**AIM OF THE TASK**
Go through the lines below and transcribe each one exactly.

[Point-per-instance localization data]
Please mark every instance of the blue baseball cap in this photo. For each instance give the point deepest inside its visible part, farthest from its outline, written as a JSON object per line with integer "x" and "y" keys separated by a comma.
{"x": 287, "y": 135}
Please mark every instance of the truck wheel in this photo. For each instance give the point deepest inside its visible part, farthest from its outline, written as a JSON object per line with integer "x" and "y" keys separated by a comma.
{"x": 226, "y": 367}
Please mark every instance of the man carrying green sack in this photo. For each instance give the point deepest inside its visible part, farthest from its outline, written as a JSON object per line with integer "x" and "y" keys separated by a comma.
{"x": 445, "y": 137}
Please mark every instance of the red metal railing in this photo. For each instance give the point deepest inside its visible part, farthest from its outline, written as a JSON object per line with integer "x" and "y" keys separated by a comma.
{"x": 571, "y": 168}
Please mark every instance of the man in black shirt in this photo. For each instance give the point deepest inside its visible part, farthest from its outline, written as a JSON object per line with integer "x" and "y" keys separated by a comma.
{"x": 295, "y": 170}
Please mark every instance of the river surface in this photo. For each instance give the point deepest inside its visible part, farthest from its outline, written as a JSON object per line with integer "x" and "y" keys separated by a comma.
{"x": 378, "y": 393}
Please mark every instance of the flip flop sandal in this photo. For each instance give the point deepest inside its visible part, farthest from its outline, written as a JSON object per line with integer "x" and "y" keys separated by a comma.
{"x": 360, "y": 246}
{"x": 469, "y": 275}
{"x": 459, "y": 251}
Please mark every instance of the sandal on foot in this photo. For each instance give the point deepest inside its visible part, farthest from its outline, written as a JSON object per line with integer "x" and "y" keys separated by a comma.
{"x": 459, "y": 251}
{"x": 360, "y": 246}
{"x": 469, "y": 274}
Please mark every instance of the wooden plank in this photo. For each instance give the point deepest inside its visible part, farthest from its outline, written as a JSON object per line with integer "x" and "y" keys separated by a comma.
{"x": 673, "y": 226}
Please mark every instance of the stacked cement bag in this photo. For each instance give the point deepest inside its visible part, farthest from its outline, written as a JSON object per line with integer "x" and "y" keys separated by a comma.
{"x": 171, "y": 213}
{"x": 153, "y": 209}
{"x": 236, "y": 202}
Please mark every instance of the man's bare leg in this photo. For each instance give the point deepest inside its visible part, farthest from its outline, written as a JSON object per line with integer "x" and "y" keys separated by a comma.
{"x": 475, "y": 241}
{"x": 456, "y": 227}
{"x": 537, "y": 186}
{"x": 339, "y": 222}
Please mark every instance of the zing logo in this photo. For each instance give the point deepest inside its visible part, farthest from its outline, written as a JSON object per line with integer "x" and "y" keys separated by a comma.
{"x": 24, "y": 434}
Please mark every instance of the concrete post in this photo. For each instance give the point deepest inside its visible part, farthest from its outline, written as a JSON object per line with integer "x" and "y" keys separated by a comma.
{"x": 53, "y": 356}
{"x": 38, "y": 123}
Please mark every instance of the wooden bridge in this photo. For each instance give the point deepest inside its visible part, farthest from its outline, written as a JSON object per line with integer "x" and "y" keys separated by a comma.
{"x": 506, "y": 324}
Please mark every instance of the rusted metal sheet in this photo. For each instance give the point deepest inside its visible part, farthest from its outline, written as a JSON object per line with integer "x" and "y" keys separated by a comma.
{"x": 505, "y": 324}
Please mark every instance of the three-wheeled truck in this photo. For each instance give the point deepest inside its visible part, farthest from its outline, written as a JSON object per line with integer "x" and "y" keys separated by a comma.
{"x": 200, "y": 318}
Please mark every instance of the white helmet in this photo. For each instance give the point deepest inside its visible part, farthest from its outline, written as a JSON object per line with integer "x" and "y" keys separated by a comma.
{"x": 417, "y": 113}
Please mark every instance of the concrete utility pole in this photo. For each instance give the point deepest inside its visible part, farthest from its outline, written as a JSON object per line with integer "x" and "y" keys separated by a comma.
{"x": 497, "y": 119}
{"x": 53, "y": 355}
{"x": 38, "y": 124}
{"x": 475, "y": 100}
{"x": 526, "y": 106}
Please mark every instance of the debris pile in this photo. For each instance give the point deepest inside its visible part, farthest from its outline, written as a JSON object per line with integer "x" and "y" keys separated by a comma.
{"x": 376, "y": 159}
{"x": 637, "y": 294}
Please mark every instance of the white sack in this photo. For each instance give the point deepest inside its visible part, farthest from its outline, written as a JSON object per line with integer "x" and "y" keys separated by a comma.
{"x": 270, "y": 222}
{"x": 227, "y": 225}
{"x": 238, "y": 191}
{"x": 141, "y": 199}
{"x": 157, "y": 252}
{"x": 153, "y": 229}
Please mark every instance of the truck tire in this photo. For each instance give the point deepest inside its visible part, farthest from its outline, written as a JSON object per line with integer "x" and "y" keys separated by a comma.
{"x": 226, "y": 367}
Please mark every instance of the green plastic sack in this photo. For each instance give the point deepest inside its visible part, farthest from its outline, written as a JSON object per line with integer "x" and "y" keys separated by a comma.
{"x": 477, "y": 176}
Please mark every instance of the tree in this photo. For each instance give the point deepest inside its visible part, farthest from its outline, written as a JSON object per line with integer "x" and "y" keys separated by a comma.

**OUTPUT OF THE EXERCISE**
Please mark every instance of the blue baseball cap in this photo. For each instance give the point deepest inside its visible part, farthest from its outline, written as a JSON object per line with integer "x" and "y" keys separated by a comma.
{"x": 287, "y": 135}
Please mark every instance of the truck wheel in this photo. For each instance give the point deepest inside its visible part, farthest from its outline, written as a JSON object per line with integer "x" and "y" keys separated by a comma.
{"x": 226, "y": 367}
Please mark every instance of the man carrying green sack in this photo. For each instance give the point deepest inside its visible part, farthest from its outline, written as a JSON object per line with integer "x" and "y" keys separated by a comma.
{"x": 445, "y": 137}
Please mark every instance of the red metal railing in this photo. For each instance give the point deepest inside its visible part, farthest from its outline, written as a JSON object per line with integer "x" and "y" keys separated by a comma.
{"x": 571, "y": 168}
Please mark every instance of the man in black shirt in this photo. For each instance give the point deepest inside its visible part, farthest from its outline, written as a JSON object per line with integer "x" and "y" keys separated by a comma.
{"x": 295, "y": 170}
Please mark every instance of the river surface in this photo. For each instance give the point deepest inside its visible part, farthest from its outline, written as a JSON object per line with integer "x" and "y" keys separated by a comma.
{"x": 378, "y": 393}
Please mark every instance of the flip flop sandal in this photo. For each instance give the point deepest inside its visible part, farthest from its outline, written as a JSON object per line with integer "x" and "y" keys separated by a comma.
{"x": 360, "y": 246}
{"x": 469, "y": 275}
{"x": 459, "y": 251}
Please mark every instance of the sandal on foot in this photo. For each instance give the point deepest inside its visible part, farthest from its outline, written as a JSON object per line with integer "x" and "y" keys separated by a comma.
{"x": 459, "y": 251}
{"x": 360, "y": 246}
{"x": 469, "y": 274}
Please mark every instance of the wooden plank in this photo. For each instance give the point deepest inside its visible part, farthest from its outline, written as a JSON object per line with integer "x" and "y" keys separated by a comma.
{"x": 673, "y": 226}
Please mark every instance of the stacked cement bag in this photo. For each instance give the point deepest inside its visible part, farthest from its outline, written as a JSON object per line with integer "x" and "y" keys separated by a comma.
{"x": 171, "y": 213}
{"x": 153, "y": 209}
{"x": 236, "y": 202}
Please mark every instance of the man's bare leg in this photo. For each instance give the point deepest inside its visible part, farthest from its outline, written as a JSON object per line with integer "x" and "y" keys separated by a comma.
{"x": 475, "y": 241}
{"x": 456, "y": 227}
{"x": 537, "y": 186}
{"x": 339, "y": 222}
Please mark every instance of the zing logo in this photo. For each instance give the point deepest inside its visible part, farthest from its outline, written as a JSON object per line with integer "x" and "y" keys separated by a comma.
{"x": 24, "y": 434}
Please mark every instance of the concrete post in this photo. For each instance give the point deepest inside its visible part, farthest from its outline, written as a JSON object per line with integer "x" and "y" keys separated by a comma.
{"x": 53, "y": 356}
{"x": 38, "y": 123}
Please mark every instance of the wooden bridge in this photo. For each instance give the point deepest inside its visible part, farthest from its outline, written as a JSON object per line with integer "x" and "y" keys separated by a comma.
{"x": 506, "y": 324}
Please mark every instance of the rusted metal sheet in this photo. For each instance give the point deepest inside its visible part, farthest from its outline, written as a JSON object per line with integer "x" and "y" keys separated by a comma.
{"x": 505, "y": 324}
Please mark every instance of the three-wheeled truck in this photo. For each instance give the point deepest inside its visible part, farthest from its outline, written as a JSON object per line with integer "x" and "y" keys separated by a comma.
{"x": 200, "y": 318}
Please mark every instance of the white helmet in this photo. For each instance give the point deepest inside its visible part, farthest from its outline, written as a JSON object per line with integer "x" and "y" keys separated by a comma.
{"x": 417, "y": 113}
Please mark every instance of the concrete utility pole in this photo. For each instance give the point deepest inside its visible part, farthest from its outline, written as a JSON object per line with integer "x" and "y" keys separated by a comma.
{"x": 497, "y": 119}
{"x": 53, "y": 355}
{"x": 38, "y": 124}
{"x": 475, "y": 100}
{"x": 526, "y": 106}
Please mark every instance of the debris pile in this photo. For each instance give the point deepest inside its visible part, farthest from its outline, written as a JSON object per line with integer "x" and "y" keys separated by a comma.
{"x": 376, "y": 159}
{"x": 637, "y": 294}
Please mark every instance of the white sack in this photo. For each instance give the point deepest inside its visible part, farthest from its outline, written as a JSON object per line with integer "x" and "y" keys separated by a comma.
{"x": 270, "y": 222}
{"x": 227, "y": 225}
{"x": 238, "y": 191}
{"x": 141, "y": 199}
{"x": 157, "y": 252}
{"x": 153, "y": 229}
Please mark every instance of the truck tire in this photo. For each instance give the point deepest inside its visible part, farthest from its outline, written as a JSON object per line with integer "x" and "y" keys separated by a comma.
{"x": 226, "y": 367}
Please mark every instance of the green plastic sack in this photo. For each instance give the point deepest inside its visible part, farthest from its outline, written as a JSON object per line with integer "x" and "y" keys separated by a comma.
{"x": 477, "y": 176}
Please mark every instance of the tree in this photo. For each instance give the point deepest inside its visible part, farthest from its outline, written as a JSON object per line with integer "x" and "y" keys separated by a comma.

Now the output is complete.